_LISTE DES TÂCHES:_
a – Recopiez fidèlement le passage du texte sur le marché de l'électricité situé entre "Auparavant l'énergie électrique" et "public de l'électricité.", ces deux bornes comprises.
b – D'après le texte sur le marché de l'électricité, quelle loi a organisé ce nouveau marché concurrentiel en 2010 ?
c – Poursuivez la rédaction du texte sur l'ouverture du marché de l'électricité à la suite de sa dernière phrase.

L'ouverture du marché de l'électricité à la concurrence, décidée par Bruxelles et imposée aux états membres, a suscité bien des convoitises en France.

Le gâteau est alléchant : 500 TWh à se partager, 35 Millions de clients, plusieurs dizaines de Milliards d'euros par an, avec de belles perspectives de croissance, eu égard aux nouveaux besoins liés à la transition énergétique.

Ce nouveau marché concurrentiel fut organisé en 2010 par la Loi NOME (Nouvelle Organisation du Marché de l'Electricité) .

Auparavant l'énergie électrique était fabriquée essentiellement par EDF, et quelques ELD (Entreprises Locales de Distribution); le mix électrique étant constitué de 75% d'électronucléaire, 10% d'hydroélectrique, et 15% de thermique (Gaz naturel, Fuel, Charbon), pour une production d'environ 530 TWh en tenant compte des pertes dans le réseau de distribution.

Cette structure monopolistique, sous la tutelle de l'Etat, fut en son temps mise sur pied avec l'objectif de donner à la France son indépendance énergétique, au moins pour l'électricité, qui ne se stocke pas comme les autres formes d'énergie.

L'objectif a été atteint, la France est même devenue exportatrice d'électricité.

Les temps ont changé, Bruxelles décide aujourd'hui ce qui est bon pour la France, y compris dans les secteurs stratégiques dont fait partie le service public de l'électricité.

_ENREGISTREMENTS STOCKÉS:_
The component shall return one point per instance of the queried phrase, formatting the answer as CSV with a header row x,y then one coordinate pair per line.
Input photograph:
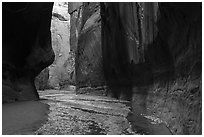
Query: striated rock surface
x,y
87,33
26,48
61,72
153,50
60,41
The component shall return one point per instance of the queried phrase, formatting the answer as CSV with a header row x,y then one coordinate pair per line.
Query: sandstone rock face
x,y
26,48
41,81
60,42
89,68
61,72
156,55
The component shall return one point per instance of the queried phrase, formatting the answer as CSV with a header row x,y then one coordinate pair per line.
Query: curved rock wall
x,y
162,71
26,47
86,38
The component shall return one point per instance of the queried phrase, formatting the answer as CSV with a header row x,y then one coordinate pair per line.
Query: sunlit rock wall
x,y
162,71
26,48
87,42
61,72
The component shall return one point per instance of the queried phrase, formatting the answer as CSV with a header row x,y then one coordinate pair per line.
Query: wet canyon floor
x,y
78,114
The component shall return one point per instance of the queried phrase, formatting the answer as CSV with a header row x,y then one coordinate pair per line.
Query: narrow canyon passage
x,y
101,68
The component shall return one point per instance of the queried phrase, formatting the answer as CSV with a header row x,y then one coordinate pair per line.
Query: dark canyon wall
x,y
26,48
152,56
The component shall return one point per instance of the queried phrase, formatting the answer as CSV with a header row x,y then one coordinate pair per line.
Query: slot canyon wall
x,y
62,72
86,38
26,48
152,54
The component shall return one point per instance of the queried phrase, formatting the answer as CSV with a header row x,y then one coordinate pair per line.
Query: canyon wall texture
x,y
26,48
153,51
86,38
61,72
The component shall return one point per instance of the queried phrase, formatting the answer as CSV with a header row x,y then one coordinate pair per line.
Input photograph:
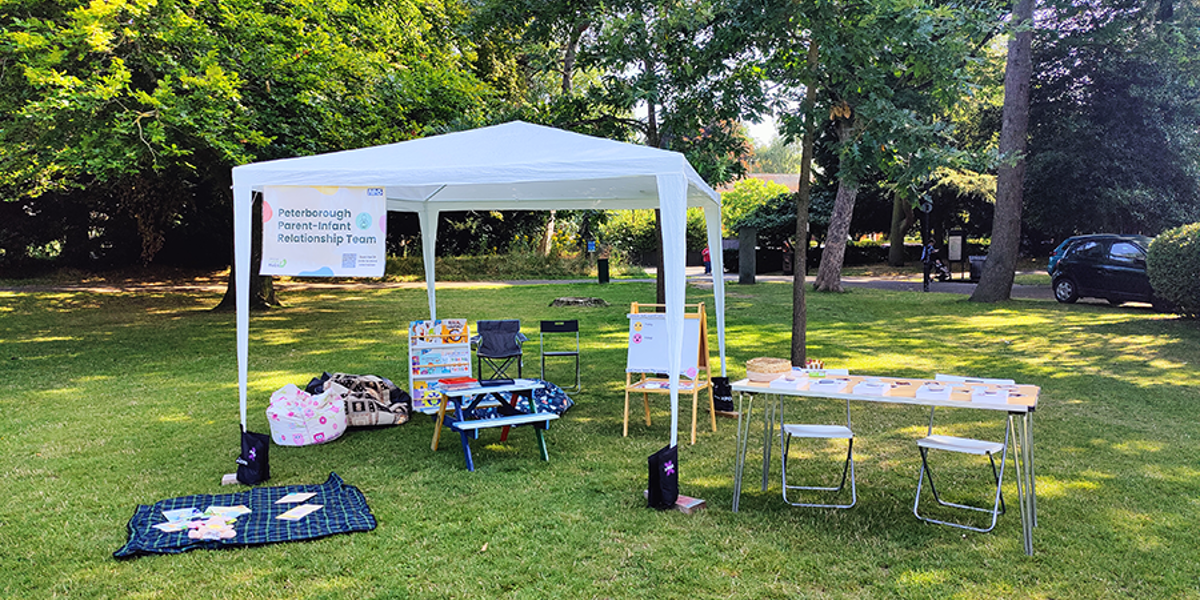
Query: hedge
x,y
1173,263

_RÉSULTATS DE L'EXERCICE:_
a –
Auparavant l'énergie électrique était fabriquée essentiellement par EDF, et quelques ELD (Entreprises Locales de Distribution); le mix électrique étant constitué de 75% d'électronucléaire, 10% d'hydroélectrique, et 15% de thermique (Gaz naturel, Fuel, Charbon), pour une production d'environ 530 TWh en tenant compte des pertes dans le réseau de distribution.

Cette structure monopolistique, sous la tutelle de l'Etat, fut en son temps mise sur pied avec l'objectif de donner à la France son indépendance énergétique, au moins pour l'électricité, qui ne se stocke pas comme les autres formes d'énergie.

L'objectif a été atteint, la France est même devenue exportatrice d'électricité.

Les temps ont changé, Bruxelles décide aujourd'hui ce qui est bon pour la France, y compris dans les secteurs stratégiques dont fait partie le service public de l'électricité.

b – La loi NOME (Nouvelle Organisation du Marché de l'Electricité).

c –
Exit donc la stratégie énergétique française, l'heure est au grand marché européen au sein duquel doit s'exercer une concurrence « pure et parfaite ».

Depuis 2010 donc la France est tenue d'accueillir des fournisseurs alternatifs (FA) qui se positionneront en concurrents de EDF.

Même si l'ouverture du marché français est alléchante, il n'est pas simple de se frotter à la grosse machine EDF qui contrôle non seulement la fabrication de l'électricité, mais aussi sa distribution et la gestion du réseau à travers ses filiales RTE et ENEDIS.

Pour permettre à une concurrence de s'établir, la décision fut prise d'obliger EDF à céder à ses futurs concurrents une part de son électricité nucléaire au prix coûtant, au motif que le parc nucléaire appartient à la collectivité, devenu une sorte de bien public, un peu comme les barrages hydroélectriques.

Non seulement on leur offre un marché sur un plateau, mais en plus on dépouille EDF qui devient de fait une proie affaiblie.

Après analyse des coûts de l'électricité nucléaire, et avis de la Cour des Comptes,

le tarif ARENH (prix de session aux FA) a été fixé à 42 euro/MWh.

Ce prix est demeuré constant depuis 2012.

(Ce qui, entre parenthèses, en dit long sur le soi-disant coût exorbitant de l'électricité nucléaire).

Pour éviter tout de même le pillage de la maison EDF, un plafond fut fixé à 100 TWh/an, à partager entre les prétendants, selon des critères bien définis.

Les candidats concurrents de EDF avaient donc trois possibilités pour se procurer la précieuse énergie :

Soit la fabriquer soi-même.

Soit l'acheter sur le marché libre européen ( Epex spot ou à terme).

Soit acheter une part du quota de 100 TWh mis à disposition par EDF à prix fixe de 42 euro/MWh.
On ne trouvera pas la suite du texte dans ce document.